──────── DATA FOR THE TASK

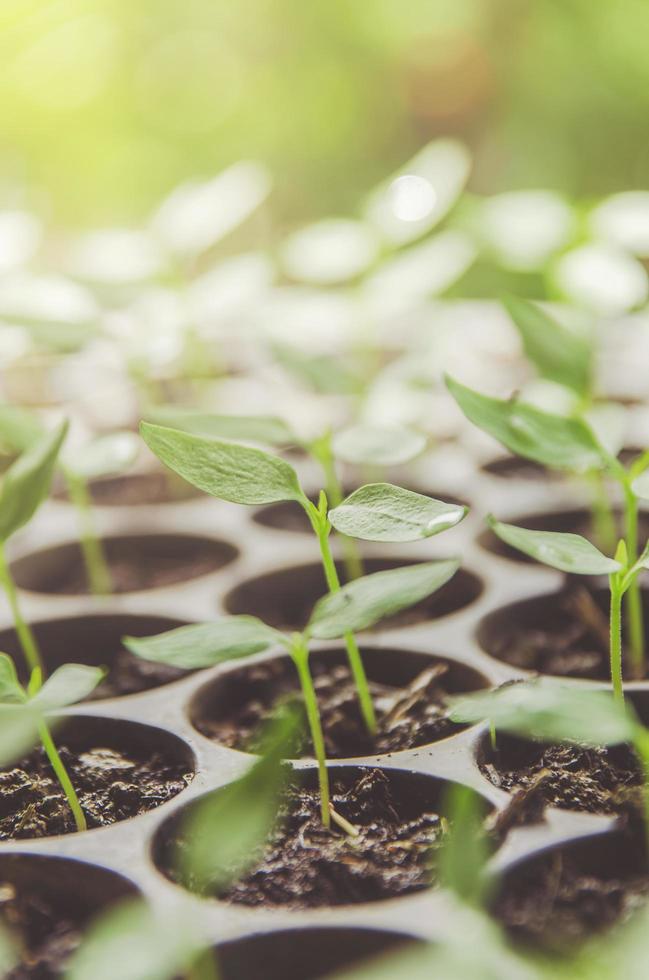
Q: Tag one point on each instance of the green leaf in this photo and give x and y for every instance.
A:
(555, 441)
(376, 445)
(640, 485)
(567, 552)
(383, 512)
(266, 429)
(67, 685)
(19, 428)
(11, 690)
(363, 602)
(148, 943)
(550, 711)
(226, 829)
(463, 858)
(206, 644)
(240, 474)
(558, 353)
(104, 456)
(27, 482)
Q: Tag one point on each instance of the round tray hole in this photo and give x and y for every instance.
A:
(231, 708)
(137, 562)
(120, 769)
(284, 599)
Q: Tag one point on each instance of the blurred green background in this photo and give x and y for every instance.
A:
(107, 104)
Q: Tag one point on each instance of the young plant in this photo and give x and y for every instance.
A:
(552, 711)
(24, 716)
(226, 830)
(574, 554)
(369, 446)
(565, 444)
(25, 486)
(243, 475)
(105, 455)
(356, 606)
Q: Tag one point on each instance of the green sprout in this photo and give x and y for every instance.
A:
(24, 711)
(551, 711)
(576, 555)
(567, 444)
(249, 476)
(354, 607)
(25, 486)
(103, 456)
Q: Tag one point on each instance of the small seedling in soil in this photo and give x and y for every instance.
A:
(227, 830)
(106, 455)
(243, 475)
(25, 486)
(23, 715)
(574, 554)
(354, 607)
(567, 444)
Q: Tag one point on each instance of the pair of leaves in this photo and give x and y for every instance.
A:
(27, 482)
(559, 354)
(550, 711)
(21, 713)
(555, 441)
(567, 552)
(356, 607)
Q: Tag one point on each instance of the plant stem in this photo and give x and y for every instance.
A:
(616, 639)
(26, 636)
(62, 776)
(97, 570)
(634, 596)
(351, 554)
(300, 655)
(353, 653)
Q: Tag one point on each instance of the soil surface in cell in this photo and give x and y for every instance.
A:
(407, 716)
(591, 780)
(137, 489)
(560, 901)
(566, 635)
(48, 936)
(306, 866)
(111, 785)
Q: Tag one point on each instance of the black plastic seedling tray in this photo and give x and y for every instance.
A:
(119, 859)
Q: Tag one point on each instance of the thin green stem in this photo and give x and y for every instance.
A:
(633, 601)
(26, 636)
(616, 639)
(300, 655)
(353, 653)
(62, 776)
(97, 570)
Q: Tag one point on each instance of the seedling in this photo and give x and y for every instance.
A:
(25, 486)
(552, 711)
(575, 554)
(356, 606)
(244, 475)
(24, 711)
(104, 456)
(565, 444)
(226, 830)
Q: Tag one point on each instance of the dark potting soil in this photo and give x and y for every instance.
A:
(407, 716)
(601, 780)
(306, 866)
(111, 786)
(130, 675)
(566, 635)
(560, 901)
(48, 937)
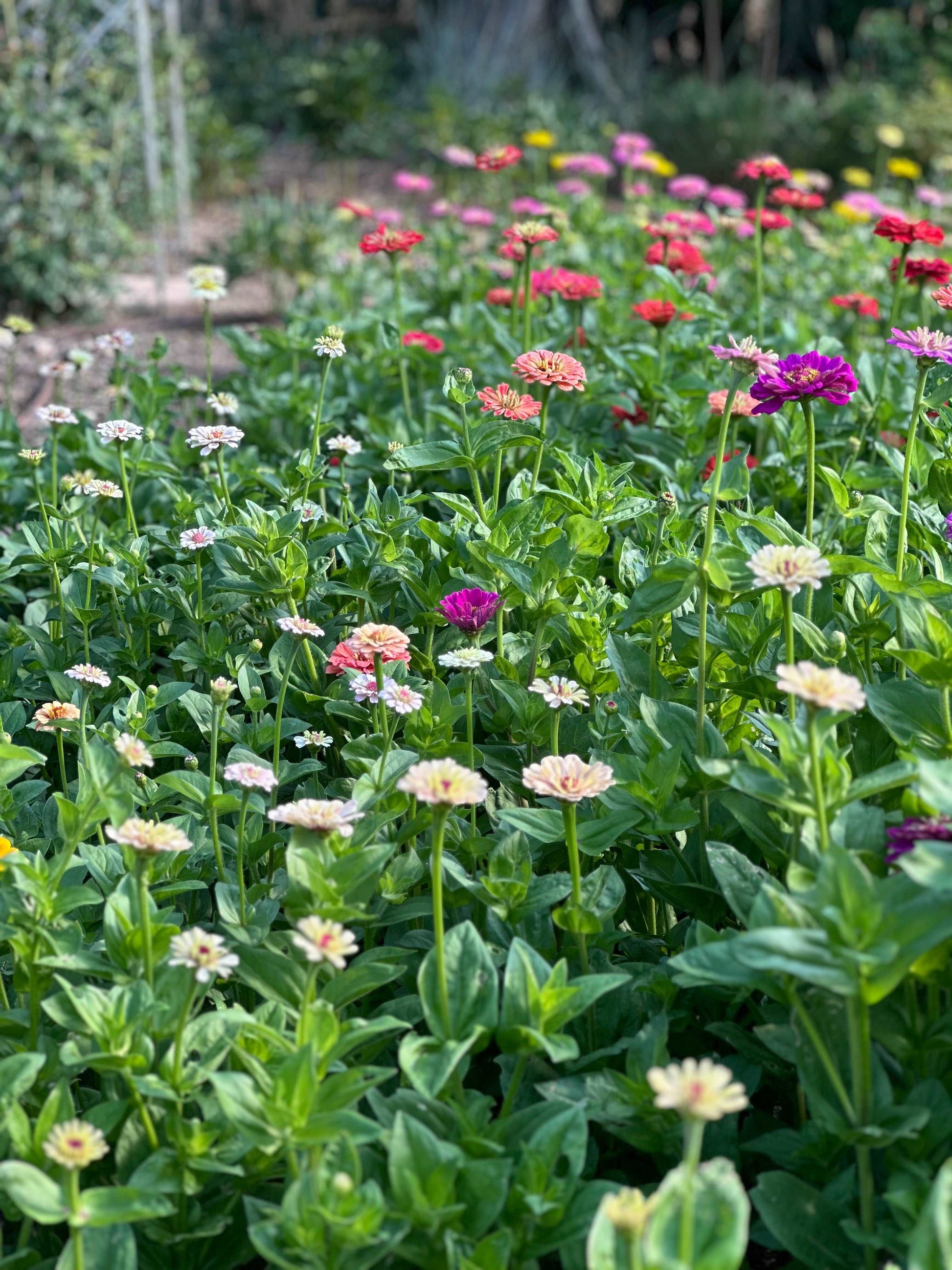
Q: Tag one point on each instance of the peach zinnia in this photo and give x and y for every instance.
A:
(540, 366)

────────────────

WHAT IS NEEDED: Lay out the stretch from the line containing "Q: Tag one point on each instance of the peach" through the end of the records as a JSON list of strings, one string per line, leaving out any blank lines.

WRITTEN RESPONSE:
[
  "Q: Tag one point on each instance of the peach zinnia in this photo and give x and y for every instance.",
  "A:",
  "(540, 366)"
]